▸ Assignment
The answer should contain all of the data, retyped without any alteration.

===== Provided entries =====

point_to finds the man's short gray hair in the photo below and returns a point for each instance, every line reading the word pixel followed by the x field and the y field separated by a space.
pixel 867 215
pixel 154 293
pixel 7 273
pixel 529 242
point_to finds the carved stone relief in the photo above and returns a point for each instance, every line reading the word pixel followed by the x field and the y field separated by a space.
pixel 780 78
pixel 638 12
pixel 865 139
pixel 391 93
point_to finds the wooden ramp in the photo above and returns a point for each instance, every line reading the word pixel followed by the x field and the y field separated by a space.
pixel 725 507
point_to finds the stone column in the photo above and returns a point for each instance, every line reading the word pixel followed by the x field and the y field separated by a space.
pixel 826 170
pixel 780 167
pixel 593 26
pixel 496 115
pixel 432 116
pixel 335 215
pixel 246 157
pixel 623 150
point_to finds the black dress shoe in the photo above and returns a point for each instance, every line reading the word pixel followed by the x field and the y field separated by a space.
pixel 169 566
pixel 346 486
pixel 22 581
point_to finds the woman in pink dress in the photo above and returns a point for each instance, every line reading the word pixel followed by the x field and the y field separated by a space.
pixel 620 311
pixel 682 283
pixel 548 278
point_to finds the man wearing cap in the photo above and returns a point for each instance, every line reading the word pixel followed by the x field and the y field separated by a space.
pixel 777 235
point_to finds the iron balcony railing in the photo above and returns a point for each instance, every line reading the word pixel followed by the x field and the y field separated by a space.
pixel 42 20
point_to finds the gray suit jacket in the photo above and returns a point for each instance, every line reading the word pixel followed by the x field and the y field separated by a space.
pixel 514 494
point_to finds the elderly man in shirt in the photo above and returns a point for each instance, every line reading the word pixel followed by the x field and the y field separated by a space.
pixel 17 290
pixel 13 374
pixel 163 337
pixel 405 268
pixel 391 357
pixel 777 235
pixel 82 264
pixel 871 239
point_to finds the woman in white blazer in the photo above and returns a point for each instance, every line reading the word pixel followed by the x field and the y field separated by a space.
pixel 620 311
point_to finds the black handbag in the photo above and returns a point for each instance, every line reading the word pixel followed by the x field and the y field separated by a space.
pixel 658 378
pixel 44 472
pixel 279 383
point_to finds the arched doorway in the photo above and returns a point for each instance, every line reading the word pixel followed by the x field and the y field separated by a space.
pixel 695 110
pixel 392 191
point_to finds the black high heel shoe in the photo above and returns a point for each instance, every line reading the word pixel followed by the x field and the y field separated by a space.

=====

▸ Written reply
point_to finds the man's short gray hair in the photo below and returns a point for each instance, every line reading the word pixel followed by the x field and the y field separated by a space.
pixel 867 215
pixel 154 293
pixel 7 273
pixel 529 242
point_to finds the carved stone relief in the photo above and returns a point for each instance, every line reading the word pixel followed by the x field and the y field separated by a space.
pixel 780 78
pixel 638 12
pixel 865 139
pixel 391 93
point_to finds the wooden ramp in the photo above and returns a point for each instance, every line reading the word pixel followed by the x field and the y field separated by a space.
pixel 725 507
point_to finds the stone column in the photo above and returns a point for each instance, every line reading the word pixel followed by the x field and the y field separated by a space.
pixel 826 170
pixel 780 167
pixel 593 26
pixel 496 115
pixel 432 116
pixel 335 215
pixel 246 157
pixel 623 150
point_to finds the black dress shoe in the photo above and returns a point for each instance, every line reading the word pixel followed by the x field and the y field separated by a space.
pixel 169 566
pixel 346 486
pixel 22 581
point_to finds the woman in pink dress in the photo above and returns a point for each instance, every line reading the word pixel followed by the x field and the y field separated by a space.
pixel 620 311
pixel 682 283
pixel 548 278
point_to finds the man wearing cap in the photo above and returns a point for each instance, every line reading the word pixel followed by the x field and the y field separated by a space.
pixel 777 235
point_to finds the iron balcony railing in the photo above and returns a point for each instance, every line reading the word pixel followed by the x field and the y field separated by a space.
pixel 42 20
point_to finds the gray suit jacket in the photo above and returns a point for each instance, every line reading the word pixel followed by the x field and the y field separated by a space.
pixel 514 494
point_to finds the elderly man in shirt in the photo above and returns a point for each instance, every line reading the word pixel followed by the x field and the y field separated by a space.
pixel 17 290
pixel 13 374
pixel 163 337
pixel 405 268
pixel 391 357
pixel 777 235
pixel 82 264
pixel 871 239
point_to finds the woman in white blazer in the photo above and returns a point for each instance, every line reading the word pixel followed by the x field and the y field separated by a space.
pixel 620 311
point_to finds the black handbag in the photo above and returns a point for each instance, every line reading the word pixel followed by the x field and the y field separated by a space.
pixel 658 378
pixel 44 472
pixel 279 383
point_to finds the arched doorway in the photo above and returns a point for each instance, every line reading the word pixel followed by the x field and the y field separated by a space.
pixel 695 110
pixel 392 191
point_to finds the black high heel shoe in the photo above and returns a point for each instance, every line reading the word pixel followed by the x field and the y field separated by a space.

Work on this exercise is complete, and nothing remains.